* **Sección de texto**:
Sin embargo, algo que considero indispensable en esta nueva forma de abordar y promocionar la psicología es que aunque una publicación pueda proveer psicoeducación, no significa que Instagram sea equivalente a un proceso terapéutico. Ningún psicólogo es responsable de las reacciones emocionales que su contenido pueda generar en alguien si esa persona no es su paciente y sobre todo, creo que se necesita crear consciencia de que aun cuando esta información pueda ser terapéutica y ayude, no se debe automáticamente internalizar como consejos personales o soluciones a un problema específico, ni mucho menos generar un auto diagnóstico. En pocas palabras, Instagram no puede reemplazar la terapia, pero sí puede reducir brechas de conocimiento sobre la salud mental.

Personalmente, recomendaría desarrollar un ojo particularmente crítico ante cualquier cuenta que promueva “consejos terapéuticos” o de “wellness”, que haga parecer que ésta u otra forma de hacer las cosas aplican para todos en todo momento, que proponga soluciones mágicas, o que reduzcan la complejidad del funcionamiento humano a algo que se “sana” con meditación y té verde. Igualmente, sugiero dudar de todas las cuentas de influencer aspiracional que, con un curso de Coaching, buscan dar consejos de vida. En cambio, recomiendo seguir las cuentas de personas profesionales que han estudiado y se han especializado en los temas de los que aportan conocimiento.

Quisiera animar a las personas a que busquen en Google o LinkedIn el perfil profesional de sus bloggers, y que no sólo tomen nuestras publicaciones al pie de la letra, sino que realmente se comprometan más profundamente con ellas de una manera personal y reflexiva: ¿qué te provoca leer esto?, ¿recordaste algo importante que tal vez llevas tiempo ignorando?, ¿comprendiste a una persona en tu vida que antes parecía inalcanzable?, ¿hay algo que te hizo ruido pero no entiendes porqué? Me gustaría pensar que estas nuevas cuentas de psicología son puntos de partida para reflexionar y acercar la terapia a quien más lo necesita.

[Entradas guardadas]

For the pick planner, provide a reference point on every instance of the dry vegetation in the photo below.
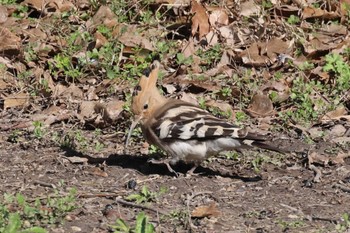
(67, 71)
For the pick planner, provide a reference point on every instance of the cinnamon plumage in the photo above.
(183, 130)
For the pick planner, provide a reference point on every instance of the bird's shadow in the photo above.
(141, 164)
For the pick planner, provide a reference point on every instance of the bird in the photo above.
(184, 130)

---

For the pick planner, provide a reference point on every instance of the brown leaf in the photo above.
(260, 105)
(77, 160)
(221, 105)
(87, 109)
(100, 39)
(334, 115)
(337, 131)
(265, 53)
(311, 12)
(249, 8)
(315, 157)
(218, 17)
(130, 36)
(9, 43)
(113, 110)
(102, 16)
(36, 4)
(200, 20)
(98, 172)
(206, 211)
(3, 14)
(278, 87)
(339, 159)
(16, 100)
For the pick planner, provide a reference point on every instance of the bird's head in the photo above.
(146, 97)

* **Tareas propuestas**:
a) Imprime el pasaje del texto sobre la psicología en Instagram que empieza con "Personalmente, recomendaría desarrollar" y sigue hasta "que aportan conocimiento.".
b) Traduce al inglés esta oración del texto sobre la psicología en Instagram: «En pocas palabras, Instagram no puede reemplazar la terapia, pero sí puede reducir brechas de conocimiento sobre la salud mental.»
c) Sigue escribiendo el texto sobre la psicología en Instagram a partir de la última oración que muestra.

* **Respuestas por tarea**:
a)
Personalmente, recomendaría desarrollar un ojo particularmente crítico ante cualquier cuenta que promueva “consejos terapéuticos” o de “wellness”, que haga parecer que ésta u otra forma de hacer las cosas aplican para todos en todo momento, que proponga soluciones mágicas, o que reduzcan la complejidad del funcionamiento humano a algo que se “sana” con meditación y té verde. Igualmente, sugiero dudar de todas las cuentas de influencer aspiracional que, con un curso de Coaching, buscan dar consejos de vida. En cambio, recomiendo seguir las cuentas de personas profesionales que han estudiado y se han especializado en los temas de los que aportan conocimiento.

b) In short, Instagram cannot replace therapy, but it can narrow gaps in knowledge about mental health.

c)
Éste 2020 nos cambió a todos. Llegó una pandemia que de la noche a la mañana nos forzó a regresar a la parte más esencial de quién somos, a cuestionarnos todo, a recordarnos que los trabajos son temporales, pero quienes somos fuera de ellos no, a valorar la salud y enfrentarnos a la convivencia constante con las personas de nuestra vida, a recordar la importancia del ahorro, a aprovechar el tiempo en cosas que se alinean a nuestros valores y para mi suerte, a recalcar lo indispensable que es el cuidado de la salud mental.

El objetivo inicial de este ensayo era escribir sobre la salud mental en grupos vulnerables y por eso comencé pensando en toda esa gente que vive en situaciones de precariedad, está internada en un hospital psiquiátrico, sufre de ataques de pánico o se le diagnosticó con depresión; pensé en el adulto atravesando un divorcio complicado, el adolescente que se autolesiona por sentirse solo, la niña con anorexia que ahora está repleta de mensajes gordofóbicos o el niño que tiene TDAH y las clases en línea no le están haciendo ningún favor. No obstante, la realidad es que estamos en medio de una pandemia, y se dice pandemia porque nos afecta a todos, porque nos vulnera y nos confronta a todos, y porque incluso cuando quisiéramos pensar que bajo una situación de crisis como lo ha sido el COVID-19 los psicólogos podremos mantener la calma y la imagen de serenidad que nuestros pacientes necesitan, la realidad es que ante una pandemia, población vulnerable somos todos, incluso los psicólogos.